- Directive -
How many of the lines below contain the string "coffee", matching case exactly? Reply with the number alone.

- Extracted data -

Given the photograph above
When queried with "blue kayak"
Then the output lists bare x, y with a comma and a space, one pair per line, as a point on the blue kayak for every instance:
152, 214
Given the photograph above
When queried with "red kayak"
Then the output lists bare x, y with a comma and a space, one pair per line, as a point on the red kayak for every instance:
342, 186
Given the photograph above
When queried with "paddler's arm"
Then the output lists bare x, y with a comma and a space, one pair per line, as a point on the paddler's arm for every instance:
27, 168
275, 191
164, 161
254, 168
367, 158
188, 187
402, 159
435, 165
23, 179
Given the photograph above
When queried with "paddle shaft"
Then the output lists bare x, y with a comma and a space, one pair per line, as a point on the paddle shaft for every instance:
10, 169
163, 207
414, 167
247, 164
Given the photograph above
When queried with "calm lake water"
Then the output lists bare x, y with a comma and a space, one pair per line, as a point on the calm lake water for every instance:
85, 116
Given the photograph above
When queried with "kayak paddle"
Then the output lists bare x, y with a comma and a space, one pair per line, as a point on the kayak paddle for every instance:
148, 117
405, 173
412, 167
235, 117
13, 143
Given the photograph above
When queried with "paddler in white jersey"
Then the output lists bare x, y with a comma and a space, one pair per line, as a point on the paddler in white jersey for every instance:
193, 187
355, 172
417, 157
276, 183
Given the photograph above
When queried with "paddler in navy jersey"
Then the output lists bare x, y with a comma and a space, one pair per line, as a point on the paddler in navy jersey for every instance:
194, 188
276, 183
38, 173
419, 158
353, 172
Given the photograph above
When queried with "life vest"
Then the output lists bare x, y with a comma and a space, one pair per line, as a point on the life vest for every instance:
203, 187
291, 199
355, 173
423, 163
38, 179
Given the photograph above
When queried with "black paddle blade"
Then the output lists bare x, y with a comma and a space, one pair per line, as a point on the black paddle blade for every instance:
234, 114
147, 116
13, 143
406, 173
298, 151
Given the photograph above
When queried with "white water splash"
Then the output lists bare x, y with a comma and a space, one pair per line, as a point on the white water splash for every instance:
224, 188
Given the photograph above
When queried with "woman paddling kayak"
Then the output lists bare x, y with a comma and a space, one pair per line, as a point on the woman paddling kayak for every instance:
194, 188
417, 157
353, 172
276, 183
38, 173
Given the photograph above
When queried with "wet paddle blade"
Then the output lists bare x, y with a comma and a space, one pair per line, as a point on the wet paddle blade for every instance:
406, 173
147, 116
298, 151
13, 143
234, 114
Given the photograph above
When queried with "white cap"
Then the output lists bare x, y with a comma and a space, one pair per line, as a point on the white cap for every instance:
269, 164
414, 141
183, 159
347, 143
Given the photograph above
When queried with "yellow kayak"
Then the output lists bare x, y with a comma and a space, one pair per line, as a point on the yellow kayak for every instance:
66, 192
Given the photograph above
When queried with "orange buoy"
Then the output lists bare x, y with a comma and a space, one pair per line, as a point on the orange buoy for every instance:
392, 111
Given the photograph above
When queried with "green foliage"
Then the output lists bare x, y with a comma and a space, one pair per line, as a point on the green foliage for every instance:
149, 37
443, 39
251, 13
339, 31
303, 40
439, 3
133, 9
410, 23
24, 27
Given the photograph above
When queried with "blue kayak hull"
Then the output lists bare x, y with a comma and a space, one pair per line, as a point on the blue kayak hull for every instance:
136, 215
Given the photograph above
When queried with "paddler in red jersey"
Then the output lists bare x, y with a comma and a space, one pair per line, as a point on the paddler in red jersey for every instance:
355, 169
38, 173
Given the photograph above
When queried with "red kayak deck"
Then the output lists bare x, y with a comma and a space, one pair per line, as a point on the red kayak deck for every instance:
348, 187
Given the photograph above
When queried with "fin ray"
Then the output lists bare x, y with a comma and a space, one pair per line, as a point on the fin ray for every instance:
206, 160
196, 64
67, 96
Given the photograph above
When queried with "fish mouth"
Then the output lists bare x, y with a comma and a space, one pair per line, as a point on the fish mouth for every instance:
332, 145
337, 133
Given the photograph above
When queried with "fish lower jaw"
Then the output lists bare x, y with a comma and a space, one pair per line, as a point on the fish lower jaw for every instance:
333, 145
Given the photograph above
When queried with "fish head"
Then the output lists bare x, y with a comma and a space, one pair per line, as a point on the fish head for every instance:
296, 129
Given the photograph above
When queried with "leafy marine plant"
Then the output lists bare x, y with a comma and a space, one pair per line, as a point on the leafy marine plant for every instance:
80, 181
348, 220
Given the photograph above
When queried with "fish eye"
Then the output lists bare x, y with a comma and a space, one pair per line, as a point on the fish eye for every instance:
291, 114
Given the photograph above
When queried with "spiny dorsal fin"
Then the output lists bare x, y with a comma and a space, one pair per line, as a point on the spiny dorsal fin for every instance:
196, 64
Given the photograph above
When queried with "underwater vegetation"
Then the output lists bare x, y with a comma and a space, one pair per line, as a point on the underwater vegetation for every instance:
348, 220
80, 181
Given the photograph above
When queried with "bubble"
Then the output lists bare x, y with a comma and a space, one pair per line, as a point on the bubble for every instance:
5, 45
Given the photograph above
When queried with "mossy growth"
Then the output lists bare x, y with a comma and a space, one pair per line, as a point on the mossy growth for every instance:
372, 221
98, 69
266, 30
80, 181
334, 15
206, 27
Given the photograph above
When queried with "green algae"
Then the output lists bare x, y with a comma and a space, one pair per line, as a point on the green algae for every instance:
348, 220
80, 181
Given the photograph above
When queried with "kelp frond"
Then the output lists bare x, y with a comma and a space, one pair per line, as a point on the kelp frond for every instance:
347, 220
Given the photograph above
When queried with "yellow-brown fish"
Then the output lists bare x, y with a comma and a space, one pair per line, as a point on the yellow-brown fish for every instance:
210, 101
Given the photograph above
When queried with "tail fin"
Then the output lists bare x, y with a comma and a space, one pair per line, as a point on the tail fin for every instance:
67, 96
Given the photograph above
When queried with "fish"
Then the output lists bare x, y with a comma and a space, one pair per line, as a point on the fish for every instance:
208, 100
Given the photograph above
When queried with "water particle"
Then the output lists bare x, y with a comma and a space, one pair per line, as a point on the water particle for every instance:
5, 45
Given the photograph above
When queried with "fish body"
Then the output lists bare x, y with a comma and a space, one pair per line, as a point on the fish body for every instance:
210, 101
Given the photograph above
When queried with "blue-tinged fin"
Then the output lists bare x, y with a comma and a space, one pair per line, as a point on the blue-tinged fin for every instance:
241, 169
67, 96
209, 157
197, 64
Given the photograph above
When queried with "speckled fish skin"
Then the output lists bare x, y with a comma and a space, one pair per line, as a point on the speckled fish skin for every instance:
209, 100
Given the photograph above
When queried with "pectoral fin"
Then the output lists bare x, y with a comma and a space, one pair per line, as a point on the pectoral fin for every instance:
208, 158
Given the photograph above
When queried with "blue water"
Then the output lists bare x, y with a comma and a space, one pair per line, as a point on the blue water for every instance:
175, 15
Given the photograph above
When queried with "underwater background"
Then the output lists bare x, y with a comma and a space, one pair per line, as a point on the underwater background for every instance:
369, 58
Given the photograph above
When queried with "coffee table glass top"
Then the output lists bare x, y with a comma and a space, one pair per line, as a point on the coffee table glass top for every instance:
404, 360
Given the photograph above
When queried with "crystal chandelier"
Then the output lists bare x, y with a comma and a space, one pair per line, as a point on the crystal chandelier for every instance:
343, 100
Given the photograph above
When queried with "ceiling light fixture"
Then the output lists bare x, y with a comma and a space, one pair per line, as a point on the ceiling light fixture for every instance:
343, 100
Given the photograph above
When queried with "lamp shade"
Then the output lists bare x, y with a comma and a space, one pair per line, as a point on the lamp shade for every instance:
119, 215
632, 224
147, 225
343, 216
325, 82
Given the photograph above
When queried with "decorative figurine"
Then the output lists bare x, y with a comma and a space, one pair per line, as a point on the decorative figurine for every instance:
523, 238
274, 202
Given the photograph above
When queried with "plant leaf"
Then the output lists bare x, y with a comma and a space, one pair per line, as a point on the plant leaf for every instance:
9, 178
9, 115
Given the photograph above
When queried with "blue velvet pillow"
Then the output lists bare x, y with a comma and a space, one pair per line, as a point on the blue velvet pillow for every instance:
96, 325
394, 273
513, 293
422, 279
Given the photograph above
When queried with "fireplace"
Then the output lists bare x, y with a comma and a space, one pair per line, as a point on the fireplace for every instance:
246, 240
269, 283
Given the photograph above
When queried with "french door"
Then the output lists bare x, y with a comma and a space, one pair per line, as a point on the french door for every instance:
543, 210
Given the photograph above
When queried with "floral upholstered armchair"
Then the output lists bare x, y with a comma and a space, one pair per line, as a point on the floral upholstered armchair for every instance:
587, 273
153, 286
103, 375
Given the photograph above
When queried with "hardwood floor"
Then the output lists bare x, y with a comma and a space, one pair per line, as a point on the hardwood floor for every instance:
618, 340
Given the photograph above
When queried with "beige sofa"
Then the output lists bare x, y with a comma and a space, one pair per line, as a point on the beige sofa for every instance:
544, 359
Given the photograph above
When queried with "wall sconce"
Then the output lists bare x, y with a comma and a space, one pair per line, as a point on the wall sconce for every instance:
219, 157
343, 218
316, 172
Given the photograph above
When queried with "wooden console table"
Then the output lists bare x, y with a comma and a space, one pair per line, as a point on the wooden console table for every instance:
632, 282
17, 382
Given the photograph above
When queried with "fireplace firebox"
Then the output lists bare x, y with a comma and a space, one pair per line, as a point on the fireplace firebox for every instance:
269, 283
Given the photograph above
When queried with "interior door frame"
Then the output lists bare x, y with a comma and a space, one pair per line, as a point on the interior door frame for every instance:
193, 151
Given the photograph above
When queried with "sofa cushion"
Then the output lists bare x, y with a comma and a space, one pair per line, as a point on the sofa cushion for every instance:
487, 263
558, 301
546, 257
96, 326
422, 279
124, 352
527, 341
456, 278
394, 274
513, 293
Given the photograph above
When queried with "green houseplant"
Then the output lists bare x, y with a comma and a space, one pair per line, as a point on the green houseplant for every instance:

- Solution below -
2